[Exercise goal] Return exactly the lines below, starting with the one that has "Where can the rough" and going on through the one that has "Target: black plumage".

[Provided entries]
● ● ● ●

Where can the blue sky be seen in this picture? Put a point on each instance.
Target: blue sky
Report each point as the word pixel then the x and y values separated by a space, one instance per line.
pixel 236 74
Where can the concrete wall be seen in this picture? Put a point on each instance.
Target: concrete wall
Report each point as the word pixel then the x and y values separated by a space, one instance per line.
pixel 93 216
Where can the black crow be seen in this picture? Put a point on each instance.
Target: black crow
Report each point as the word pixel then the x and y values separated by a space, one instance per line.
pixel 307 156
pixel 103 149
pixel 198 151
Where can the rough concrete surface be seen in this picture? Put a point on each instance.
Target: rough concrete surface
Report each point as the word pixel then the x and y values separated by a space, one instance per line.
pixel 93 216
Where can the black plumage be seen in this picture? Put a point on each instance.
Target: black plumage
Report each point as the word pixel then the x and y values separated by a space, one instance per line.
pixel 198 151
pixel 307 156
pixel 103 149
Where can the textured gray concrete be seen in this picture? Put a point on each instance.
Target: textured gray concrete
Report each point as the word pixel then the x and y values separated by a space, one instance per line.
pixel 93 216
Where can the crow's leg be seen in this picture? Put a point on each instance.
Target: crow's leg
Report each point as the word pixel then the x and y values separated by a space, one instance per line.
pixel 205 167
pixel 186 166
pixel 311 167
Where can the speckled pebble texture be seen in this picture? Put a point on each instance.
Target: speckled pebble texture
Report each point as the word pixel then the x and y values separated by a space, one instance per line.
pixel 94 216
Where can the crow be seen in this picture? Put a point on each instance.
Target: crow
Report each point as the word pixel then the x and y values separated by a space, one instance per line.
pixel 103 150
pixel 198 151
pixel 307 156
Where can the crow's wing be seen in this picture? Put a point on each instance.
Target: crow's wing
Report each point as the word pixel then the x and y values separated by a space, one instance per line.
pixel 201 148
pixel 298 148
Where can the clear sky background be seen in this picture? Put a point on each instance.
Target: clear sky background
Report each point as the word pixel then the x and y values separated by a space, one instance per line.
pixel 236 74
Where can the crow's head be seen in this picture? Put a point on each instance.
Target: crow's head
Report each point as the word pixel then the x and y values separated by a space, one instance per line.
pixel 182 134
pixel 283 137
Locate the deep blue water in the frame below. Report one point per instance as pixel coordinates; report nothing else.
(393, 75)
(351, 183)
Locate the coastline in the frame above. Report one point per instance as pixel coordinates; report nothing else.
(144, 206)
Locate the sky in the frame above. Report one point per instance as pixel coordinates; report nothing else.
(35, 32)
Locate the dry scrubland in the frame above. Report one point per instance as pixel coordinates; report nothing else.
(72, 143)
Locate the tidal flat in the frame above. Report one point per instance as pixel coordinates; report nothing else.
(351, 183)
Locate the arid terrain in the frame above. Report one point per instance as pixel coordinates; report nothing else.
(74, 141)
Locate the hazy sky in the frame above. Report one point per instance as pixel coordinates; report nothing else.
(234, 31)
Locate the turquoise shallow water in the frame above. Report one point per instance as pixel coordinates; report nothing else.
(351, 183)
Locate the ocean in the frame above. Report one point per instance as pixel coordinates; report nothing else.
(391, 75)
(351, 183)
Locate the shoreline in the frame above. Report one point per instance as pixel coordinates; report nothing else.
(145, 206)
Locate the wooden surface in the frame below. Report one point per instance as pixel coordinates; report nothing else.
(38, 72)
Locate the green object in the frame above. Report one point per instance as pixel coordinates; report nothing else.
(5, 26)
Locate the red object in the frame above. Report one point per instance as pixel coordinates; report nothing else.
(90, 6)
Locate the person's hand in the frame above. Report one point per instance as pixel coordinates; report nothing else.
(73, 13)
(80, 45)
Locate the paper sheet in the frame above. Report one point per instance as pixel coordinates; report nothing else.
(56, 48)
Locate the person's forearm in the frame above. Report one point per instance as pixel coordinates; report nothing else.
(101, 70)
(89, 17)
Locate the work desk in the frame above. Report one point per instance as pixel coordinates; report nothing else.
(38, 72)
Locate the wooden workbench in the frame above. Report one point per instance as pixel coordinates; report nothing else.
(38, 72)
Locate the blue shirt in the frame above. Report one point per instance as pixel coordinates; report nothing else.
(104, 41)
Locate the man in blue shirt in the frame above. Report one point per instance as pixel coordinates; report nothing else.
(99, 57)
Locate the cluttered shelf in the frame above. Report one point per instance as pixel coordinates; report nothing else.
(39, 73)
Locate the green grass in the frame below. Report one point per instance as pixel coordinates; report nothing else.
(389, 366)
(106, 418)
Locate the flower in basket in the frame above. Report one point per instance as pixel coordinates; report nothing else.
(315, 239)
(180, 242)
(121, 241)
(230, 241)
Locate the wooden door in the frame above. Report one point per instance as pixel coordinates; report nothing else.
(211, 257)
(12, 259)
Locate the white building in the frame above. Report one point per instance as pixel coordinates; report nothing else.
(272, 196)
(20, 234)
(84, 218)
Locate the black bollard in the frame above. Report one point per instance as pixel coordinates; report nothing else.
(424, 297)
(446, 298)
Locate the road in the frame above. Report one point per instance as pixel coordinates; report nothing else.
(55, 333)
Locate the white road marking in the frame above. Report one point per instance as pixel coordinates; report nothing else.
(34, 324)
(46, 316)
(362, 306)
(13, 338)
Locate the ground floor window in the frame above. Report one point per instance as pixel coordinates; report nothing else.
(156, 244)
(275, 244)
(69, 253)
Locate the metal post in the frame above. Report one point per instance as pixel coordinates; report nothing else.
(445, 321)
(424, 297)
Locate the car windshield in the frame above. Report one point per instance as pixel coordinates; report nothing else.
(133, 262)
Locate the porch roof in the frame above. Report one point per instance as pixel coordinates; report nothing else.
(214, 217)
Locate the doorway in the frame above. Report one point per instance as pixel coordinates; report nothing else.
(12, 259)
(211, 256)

● ● ● ●

[Result of the exercise]
Where can the rough concrete surface be seen in this picture? Put a point on each instance.
Target: rough concrete surface
Report each point as the word pixel then the x and y values separated by a space, one instance per line.
pixel 93 216
Where can the black plumage be seen in this picture? Put a point on each instance.
Target: black plumage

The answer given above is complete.